Answer these from the court excerpt below:
1. Who holds the right-of-way easement on the thirty-foot strip along the east boundary of Tract 1?
2. Whose property does the Pedersens' thirty-foot access easement cross?
3. What may the Pedersens place on their property line adjacent to their easement?

DOCUMENT EXTRACT:
§

The trial court held a bench trial and entered a judgment generally in favor of the Pedersens and against the appellants. The trial court concluded in pertinent part:

1. [The Pedersens] are the sole owners of Tract 1 and in particular the thirty-foot strip of land located along the east boundary of Tract 1 reflected as a thirty-foot
right-of-way easement on [the map]_
Said thirty-foot strip of land is subject to a right-of-way easement in Duane S. Ayers and Barbara E. Ayers but none of the [appellants].
2. [The Pedersens] have a thirty-foot wide access easement across the east boundary of property owned by Defendants James L. Fisher and Kathryn B. Fisher which provide[s the Pedersens] access to Tract 1 ...
“[Legal description of the easement.]”
3. The [appellants] have no right to interfere with the use of said easement.
4. [The Pedersens] have the right to place a cattle guard as well as gates on their property line adjacent to their easement and [the appellants] have no right to require a gate in lieu of a cattle guard.

§

PROVIDED INFORMATION:
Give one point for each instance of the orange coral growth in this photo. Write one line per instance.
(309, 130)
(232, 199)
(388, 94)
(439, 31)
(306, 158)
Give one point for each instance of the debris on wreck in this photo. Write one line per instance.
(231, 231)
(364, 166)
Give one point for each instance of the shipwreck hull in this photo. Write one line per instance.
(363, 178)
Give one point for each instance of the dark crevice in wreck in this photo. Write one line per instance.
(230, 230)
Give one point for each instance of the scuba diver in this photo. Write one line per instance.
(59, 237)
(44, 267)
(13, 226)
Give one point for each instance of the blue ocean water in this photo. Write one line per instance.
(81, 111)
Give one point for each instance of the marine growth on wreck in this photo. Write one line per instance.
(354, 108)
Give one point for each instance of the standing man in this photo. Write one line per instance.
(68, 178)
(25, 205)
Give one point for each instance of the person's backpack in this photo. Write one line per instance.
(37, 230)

§

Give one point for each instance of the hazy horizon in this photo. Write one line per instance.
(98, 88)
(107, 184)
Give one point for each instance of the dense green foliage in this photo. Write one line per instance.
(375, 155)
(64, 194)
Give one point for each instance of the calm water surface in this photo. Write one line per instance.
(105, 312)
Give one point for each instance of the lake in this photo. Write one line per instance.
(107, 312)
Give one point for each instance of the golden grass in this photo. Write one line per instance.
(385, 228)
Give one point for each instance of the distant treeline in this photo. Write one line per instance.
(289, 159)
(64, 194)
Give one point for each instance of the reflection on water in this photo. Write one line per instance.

§

FINISHED ANSWER:
1. Duane S. Ayers and Barbara E. Ayers.
2. Property owned by Defendants James L. Fisher and Kathryn B. Fisher, across its east boundary.
3. A cattle guard as well as gates.